Task to carry out — Reproduce the following data line for line, with no changes.

Listed entries —

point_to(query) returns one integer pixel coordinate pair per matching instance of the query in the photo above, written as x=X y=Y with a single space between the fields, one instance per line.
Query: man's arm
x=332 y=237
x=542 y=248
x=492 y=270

Task response —
point_to(query) returns one integer pixel coordinate pair per matching instance of the query in the photo above, written as x=X y=Y with a single space between the fields, one instance per line.
Query: man's arm
x=332 y=237
x=542 y=248
x=492 y=270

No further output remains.